WHAT THE TASK REQUIRES: In full and without alteration, repeat the material.

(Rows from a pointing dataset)
⁂

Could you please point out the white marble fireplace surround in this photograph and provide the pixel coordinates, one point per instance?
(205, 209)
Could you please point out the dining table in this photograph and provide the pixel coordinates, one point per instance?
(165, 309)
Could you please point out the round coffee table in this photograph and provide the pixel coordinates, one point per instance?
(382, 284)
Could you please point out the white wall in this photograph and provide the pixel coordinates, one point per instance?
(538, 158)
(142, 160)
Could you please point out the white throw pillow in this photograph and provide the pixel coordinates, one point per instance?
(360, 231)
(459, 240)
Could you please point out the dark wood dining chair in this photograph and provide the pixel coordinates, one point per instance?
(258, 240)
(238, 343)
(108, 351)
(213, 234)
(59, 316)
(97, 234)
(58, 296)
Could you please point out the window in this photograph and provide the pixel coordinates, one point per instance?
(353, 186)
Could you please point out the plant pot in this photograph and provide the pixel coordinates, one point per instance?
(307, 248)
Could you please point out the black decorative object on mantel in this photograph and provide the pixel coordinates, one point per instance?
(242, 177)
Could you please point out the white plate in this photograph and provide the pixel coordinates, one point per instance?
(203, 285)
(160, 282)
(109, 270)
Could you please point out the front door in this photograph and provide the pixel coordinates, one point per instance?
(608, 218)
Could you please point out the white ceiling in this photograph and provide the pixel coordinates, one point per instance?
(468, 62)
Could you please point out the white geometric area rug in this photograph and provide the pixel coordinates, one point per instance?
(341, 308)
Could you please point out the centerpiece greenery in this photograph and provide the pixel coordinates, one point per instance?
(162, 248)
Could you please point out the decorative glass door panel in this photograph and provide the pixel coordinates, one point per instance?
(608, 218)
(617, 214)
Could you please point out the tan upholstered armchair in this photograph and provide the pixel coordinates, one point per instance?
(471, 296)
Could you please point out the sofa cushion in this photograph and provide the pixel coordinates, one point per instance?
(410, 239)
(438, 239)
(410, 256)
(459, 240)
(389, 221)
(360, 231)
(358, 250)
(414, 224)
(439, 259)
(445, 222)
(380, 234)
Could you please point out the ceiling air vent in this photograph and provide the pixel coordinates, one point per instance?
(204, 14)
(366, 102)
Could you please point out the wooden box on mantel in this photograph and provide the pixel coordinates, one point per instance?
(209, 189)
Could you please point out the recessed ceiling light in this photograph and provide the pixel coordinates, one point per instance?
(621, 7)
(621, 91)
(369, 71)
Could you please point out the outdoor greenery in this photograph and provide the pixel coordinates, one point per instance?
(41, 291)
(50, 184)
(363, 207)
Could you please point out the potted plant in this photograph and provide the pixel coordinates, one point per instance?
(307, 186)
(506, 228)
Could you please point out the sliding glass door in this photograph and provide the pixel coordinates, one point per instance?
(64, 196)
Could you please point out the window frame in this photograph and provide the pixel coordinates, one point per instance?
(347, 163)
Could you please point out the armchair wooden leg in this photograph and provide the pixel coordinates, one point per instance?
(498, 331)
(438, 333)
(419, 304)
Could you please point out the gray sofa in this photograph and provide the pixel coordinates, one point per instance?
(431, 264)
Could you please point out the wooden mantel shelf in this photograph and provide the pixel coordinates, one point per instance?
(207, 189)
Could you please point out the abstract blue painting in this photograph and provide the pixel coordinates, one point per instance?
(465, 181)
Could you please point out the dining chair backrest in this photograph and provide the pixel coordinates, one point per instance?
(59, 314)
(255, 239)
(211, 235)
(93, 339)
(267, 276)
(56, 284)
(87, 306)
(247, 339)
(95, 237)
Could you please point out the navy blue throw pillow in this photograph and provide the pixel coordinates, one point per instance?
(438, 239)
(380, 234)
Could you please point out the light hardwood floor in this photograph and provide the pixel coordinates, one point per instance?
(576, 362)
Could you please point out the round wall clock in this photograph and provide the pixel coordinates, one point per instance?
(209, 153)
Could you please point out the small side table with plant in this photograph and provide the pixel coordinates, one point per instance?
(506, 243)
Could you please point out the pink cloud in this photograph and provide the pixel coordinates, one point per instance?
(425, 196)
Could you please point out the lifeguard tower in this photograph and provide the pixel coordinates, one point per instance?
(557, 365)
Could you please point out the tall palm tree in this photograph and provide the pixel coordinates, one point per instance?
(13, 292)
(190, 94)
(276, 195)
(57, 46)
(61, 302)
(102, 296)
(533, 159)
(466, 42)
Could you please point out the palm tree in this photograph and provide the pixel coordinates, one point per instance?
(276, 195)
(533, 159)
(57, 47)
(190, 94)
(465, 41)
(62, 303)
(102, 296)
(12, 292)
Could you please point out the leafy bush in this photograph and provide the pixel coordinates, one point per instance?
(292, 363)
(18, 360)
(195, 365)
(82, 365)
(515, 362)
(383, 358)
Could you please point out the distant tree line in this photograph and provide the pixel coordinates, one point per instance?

⁂

OUTPUT OF THE TASK:
Could you please point out the white marble fireplace surround in this photograph and provide the pixel coordinates, one point per instance?
(205, 209)
Could you please point out the dining table in this photograph and provide the pixel coordinates, one point per instance?
(165, 309)
Could you please point out the round coffee table in this photograph and provide the pixel coordinates, one point per instance?
(382, 284)
Could you please point out the white wall in this photograph and provide the pixel coordinates, one point per instance?
(538, 158)
(142, 160)
Could you please point out the white throw pillow in this photograph and provide the pixel coordinates, one point per instance?
(360, 231)
(459, 240)
Could you please point out the dark wood dining chair in this photograph and provide the pixel coordinates, one point per instance?
(258, 240)
(238, 343)
(108, 351)
(213, 234)
(59, 316)
(97, 234)
(58, 296)
Could you please point out the window in this photograph and provide the pixel coordinates, one point per instance?
(353, 186)
Could you please point out the plant pot in this photograph and provide the pixel coordinates, one point per instance?
(307, 248)
Could you please point out the black decorative object on mantel in this photograph and provide the pixel coordinates, one point per instance?
(242, 177)
Could you please point out the white plate in this photograph and provide the pixel coordinates, one point per instance?
(203, 285)
(160, 282)
(109, 270)
Could you please point out the front door in this photograph and provide the pixel coordinates, one point per instance?
(608, 218)
Could you please point out the white ceiling in this photograph and provide the pixel coordinates, one point per instance?
(468, 62)
Could you please point out the white geometric area rug in this photograph and provide the pixel coordinates, one point per instance?
(341, 308)
Could you please point out the centerpiece greenery in this photograph and provide the pixel coordinates, one point per instance?
(162, 248)
Could you please point out the decorative glass door panel in this photograph and provide the pixel coordinates, one point per instance?
(608, 218)
(617, 214)
Could you please point out the tan upholstered armchair in this photograph and provide the pixel coordinates, one point per instance?
(471, 296)
Could you please point out the sofa cushion in this photograph and provide the pixel coordinates, one point per instance?
(410, 239)
(438, 239)
(410, 256)
(459, 240)
(389, 221)
(360, 231)
(358, 250)
(414, 224)
(439, 259)
(445, 222)
(380, 234)
Could you please point out the ceiling air vent in this photograph and provide the pixel coordinates, one point per instance?
(204, 14)
(366, 102)
Could you please point out the wooden box on mantel in this photograph and provide the pixel coordinates, one point per instance?
(209, 189)
Could you please point out the recessed ceiling light in this photograph and provide the pixel coordinates, one point per instance?
(621, 7)
(621, 91)
(369, 71)
Could you please point out the outdoor greenery in this photograph and provide the pixel coordinates, one point per instance?
(41, 291)
(50, 184)
(363, 207)
Could you please point out the potted plant in this photograph and provide the pixel coordinates, one point per instance?
(307, 186)
(506, 228)
Could you please point out the sliding glass door in this photograph and provide the pixel coordinates, one point per instance?
(64, 196)
Could you please point out the window frame in this photograph and provide the pixel coordinates, one point per instance?
(347, 163)
Could you please point out the armchair wooden leg in this photograph and provide the pixel coordinates, one point per instance?
(498, 331)
(438, 333)
(419, 304)
Could you please point out the gray sofa in this photograph and provide the pixel coordinates, one point per instance?
(431, 264)
Could you please point out the wooden mantel shelf in this photograph and provide the pixel coordinates, one point per instance?
(207, 189)
Could you please point out the abstract blue painting in this photograph and provide the pixel coordinates, one point per instance?
(465, 181)
Could you please point out the dining chair backrest in this photograph and provide the pixel coordinates, one point per instance?
(59, 314)
(255, 239)
(211, 235)
(93, 339)
(267, 276)
(56, 284)
(87, 306)
(247, 339)
(95, 237)
Could you please point out the navy blue throw pillow in this photograph and provide the pixel coordinates, one point per instance?
(438, 239)
(380, 234)
Could you please point out the light hardwood floor in this photograph and provide the pixel coordinates, one point per instance?
(576, 362)
Could you please point out the round wall clock in this photograph and provide the pixel coordinates, one point per instance?
(209, 153)
Could you please point out the small side table with plant in this photograph and provide the pixel coordinates, one point per instance?
(506, 243)
Could you please point out the pink cloud in this photograph and provide the pixel coordinates, one point per instance?
(425, 196)
Could you please point out the lifeguard tower in this photograph and provide the pixel coordinates, one point per instance?
(557, 365)
Could you please point out the tall palm tree in this photograph and provide the pixel coordinates, one point per instance?
(13, 292)
(190, 94)
(276, 195)
(57, 46)
(61, 302)
(102, 296)
(533, 159)
(466, 42)
Could you please point out the palm tree in this photograph and provide the pixel coordinates, one point per instance?
(276, 195)
(533, 159)
(57, 47)
(190, 94)
(465, 41)
(62, 303)
(102, 296)
(12, 292)
Could you please point out the leafy bush in this photograph and provide the pixel coordinates, one point per instance?
(292, 363)
(18, 360)
(195, 365)
(82, 365)
(515, 362)
(383, 358)
Could you please point out the distant tree line in this photograph and provide the pixel coordinates, one point per instance?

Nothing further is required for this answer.